- **Extract to read**
— Start —

Ed Loehr <ELOEHR@austin.rr.com> writes:
> 1) The only Pgsql alternative join strategies to nested-loop joins are merge
> join and hash join.
Correct...
> 2) Merge join only makes sense if the data is physically ordered by the join
> keys, and there is almost always a natural entropy away from physical sort
> order.
> Therefore, it generally makes sense to use only hash join.
Not so. A merge join can be built atop either ordered-index-scans of
the inputs, or explicitly sorted input. Postgres' cost estimates are
done for both of these cases; if the optimizer thinks that merge join
is cheapest then it probably is.
> Can I configure psql to use only hash joins?
You could try PGOPTIONS="-fn -fm" to forbid both nestloop and merge
joins, but I wouldn't really recommend it. You'll be taking enough
of a performance hit from not using nestloop when it's cheapest;
disabling mergejoin as well doesn't seem like a good idea. Really
these options are intended as optimizer debugging aids, not as settings
that users should keep in place for long periods of time.

— End —

- **Given entries**
— Start —

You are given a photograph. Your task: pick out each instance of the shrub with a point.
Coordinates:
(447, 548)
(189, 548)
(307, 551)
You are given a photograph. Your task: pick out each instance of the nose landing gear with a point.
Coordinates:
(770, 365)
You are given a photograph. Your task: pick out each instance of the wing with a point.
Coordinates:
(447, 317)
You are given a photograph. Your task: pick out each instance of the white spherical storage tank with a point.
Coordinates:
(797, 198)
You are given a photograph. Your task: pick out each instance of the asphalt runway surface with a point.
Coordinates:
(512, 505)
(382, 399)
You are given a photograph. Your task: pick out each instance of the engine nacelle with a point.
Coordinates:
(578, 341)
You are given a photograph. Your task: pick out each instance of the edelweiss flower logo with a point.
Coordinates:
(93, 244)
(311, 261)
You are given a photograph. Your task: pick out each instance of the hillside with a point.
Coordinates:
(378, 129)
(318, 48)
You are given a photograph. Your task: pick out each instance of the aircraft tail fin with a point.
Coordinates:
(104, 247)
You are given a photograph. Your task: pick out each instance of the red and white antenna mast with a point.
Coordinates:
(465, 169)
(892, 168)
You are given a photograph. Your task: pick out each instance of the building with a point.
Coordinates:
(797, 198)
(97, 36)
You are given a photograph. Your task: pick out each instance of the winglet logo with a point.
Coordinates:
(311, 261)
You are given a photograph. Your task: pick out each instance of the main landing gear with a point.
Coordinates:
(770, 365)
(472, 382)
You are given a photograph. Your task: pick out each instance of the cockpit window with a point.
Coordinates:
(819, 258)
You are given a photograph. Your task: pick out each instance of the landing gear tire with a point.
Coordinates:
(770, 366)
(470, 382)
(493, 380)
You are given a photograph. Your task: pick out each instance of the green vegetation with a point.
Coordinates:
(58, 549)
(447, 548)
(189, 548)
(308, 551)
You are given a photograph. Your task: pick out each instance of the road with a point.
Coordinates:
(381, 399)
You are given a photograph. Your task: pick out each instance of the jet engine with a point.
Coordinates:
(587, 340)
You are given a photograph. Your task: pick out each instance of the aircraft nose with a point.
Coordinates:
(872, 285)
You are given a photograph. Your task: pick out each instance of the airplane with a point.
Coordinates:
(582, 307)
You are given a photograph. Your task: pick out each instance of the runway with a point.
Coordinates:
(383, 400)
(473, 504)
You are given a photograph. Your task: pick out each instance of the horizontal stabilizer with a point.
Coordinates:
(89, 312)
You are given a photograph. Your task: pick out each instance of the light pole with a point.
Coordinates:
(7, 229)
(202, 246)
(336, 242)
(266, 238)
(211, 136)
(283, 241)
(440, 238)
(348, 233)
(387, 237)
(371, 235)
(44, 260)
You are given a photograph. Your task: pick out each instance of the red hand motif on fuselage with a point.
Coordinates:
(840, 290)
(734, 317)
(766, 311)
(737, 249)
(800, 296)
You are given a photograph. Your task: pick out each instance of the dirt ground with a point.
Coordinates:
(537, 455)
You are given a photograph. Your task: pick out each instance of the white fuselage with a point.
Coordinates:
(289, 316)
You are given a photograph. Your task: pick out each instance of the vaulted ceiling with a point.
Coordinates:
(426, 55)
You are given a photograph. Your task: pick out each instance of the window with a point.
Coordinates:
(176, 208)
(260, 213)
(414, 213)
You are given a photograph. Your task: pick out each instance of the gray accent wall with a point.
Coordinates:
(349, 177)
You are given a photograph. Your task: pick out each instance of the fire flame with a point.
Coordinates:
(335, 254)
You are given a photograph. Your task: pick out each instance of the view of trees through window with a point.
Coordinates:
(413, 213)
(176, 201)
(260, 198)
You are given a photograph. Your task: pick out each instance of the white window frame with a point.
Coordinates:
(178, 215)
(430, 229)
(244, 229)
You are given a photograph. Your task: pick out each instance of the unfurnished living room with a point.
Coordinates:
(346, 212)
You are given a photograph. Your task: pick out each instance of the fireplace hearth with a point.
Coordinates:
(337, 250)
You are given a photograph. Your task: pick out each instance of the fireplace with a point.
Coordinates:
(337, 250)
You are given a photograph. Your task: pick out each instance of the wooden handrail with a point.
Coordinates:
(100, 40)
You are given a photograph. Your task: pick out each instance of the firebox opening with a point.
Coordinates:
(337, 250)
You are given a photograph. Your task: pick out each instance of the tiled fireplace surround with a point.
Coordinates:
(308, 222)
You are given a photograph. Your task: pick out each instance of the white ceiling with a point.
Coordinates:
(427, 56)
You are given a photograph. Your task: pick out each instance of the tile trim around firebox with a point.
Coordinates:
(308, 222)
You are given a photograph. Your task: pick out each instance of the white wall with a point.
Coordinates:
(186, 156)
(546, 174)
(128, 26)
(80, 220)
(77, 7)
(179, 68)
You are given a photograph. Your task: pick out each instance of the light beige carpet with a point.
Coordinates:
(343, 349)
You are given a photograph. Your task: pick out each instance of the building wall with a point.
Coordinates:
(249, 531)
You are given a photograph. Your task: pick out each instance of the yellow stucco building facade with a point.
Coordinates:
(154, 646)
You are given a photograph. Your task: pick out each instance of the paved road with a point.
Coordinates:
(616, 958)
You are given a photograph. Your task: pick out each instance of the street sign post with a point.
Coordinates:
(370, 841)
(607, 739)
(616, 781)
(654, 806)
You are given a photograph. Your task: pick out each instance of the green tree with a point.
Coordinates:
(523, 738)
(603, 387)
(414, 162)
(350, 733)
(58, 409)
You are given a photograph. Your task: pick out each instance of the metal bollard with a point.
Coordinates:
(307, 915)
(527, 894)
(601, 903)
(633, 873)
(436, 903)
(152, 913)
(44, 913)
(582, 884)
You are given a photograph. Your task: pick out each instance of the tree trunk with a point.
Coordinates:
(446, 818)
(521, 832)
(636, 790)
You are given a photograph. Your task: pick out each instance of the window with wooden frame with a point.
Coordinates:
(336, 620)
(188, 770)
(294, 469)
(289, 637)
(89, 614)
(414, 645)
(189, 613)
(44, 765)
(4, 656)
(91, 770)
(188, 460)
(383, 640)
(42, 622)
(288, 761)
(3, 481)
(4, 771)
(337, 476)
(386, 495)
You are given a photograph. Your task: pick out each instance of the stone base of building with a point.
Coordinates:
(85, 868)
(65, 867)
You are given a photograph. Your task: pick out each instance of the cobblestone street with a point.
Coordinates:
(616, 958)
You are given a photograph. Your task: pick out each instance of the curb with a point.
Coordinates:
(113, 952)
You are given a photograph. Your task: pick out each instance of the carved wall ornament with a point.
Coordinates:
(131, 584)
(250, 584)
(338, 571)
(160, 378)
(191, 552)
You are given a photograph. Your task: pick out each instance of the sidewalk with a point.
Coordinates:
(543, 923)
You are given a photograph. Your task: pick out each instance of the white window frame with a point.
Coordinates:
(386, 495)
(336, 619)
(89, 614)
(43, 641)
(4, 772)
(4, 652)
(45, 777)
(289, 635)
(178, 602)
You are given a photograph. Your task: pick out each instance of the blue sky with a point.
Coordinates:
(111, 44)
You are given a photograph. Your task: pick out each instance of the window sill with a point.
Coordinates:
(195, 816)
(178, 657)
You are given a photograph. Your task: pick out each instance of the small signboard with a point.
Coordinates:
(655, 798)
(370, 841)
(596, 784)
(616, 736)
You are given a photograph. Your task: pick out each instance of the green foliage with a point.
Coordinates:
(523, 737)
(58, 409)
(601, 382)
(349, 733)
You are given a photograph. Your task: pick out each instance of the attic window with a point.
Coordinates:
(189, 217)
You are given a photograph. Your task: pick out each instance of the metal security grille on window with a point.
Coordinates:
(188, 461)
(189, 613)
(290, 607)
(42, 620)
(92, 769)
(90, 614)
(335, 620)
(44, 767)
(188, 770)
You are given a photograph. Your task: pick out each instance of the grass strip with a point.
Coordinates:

— End —

- **Actions to take**
1. Answer these about the reply on Postgres join strategies:
(a) Besides nested-loop joins, which two join strategies does Postgres offer?
(b) Which two kinds of input can a merge join be built atop?
(c) What setting does the reply give for forbidding both nestloop and merge joins?
2. Continue the reply on Postgres join strategies from its last sentence.
The records are not needed for this work.

- **Answers for the tasks**
1.
(a) Merge join and hash join.
(b) Ordered-index-scans of the inputs, or explicitly sorted input.
(c) PGOPTIONS="-fn -fm"

2.
For the record, the other switches in this family are
-fh forbid hashjoin-fs forbid sequential scan-fi forbid indexed scan
Note that -fs/-fi are for individual scans and thus don't compete
with -fn/-fm/-fh for join methods. Also, -fs and -fn are not 100%
lockouts, since the optimizer will use those methods anyway if it
has no other choice (eg, -fs is ineffective if there's no index to
do an indexscan with).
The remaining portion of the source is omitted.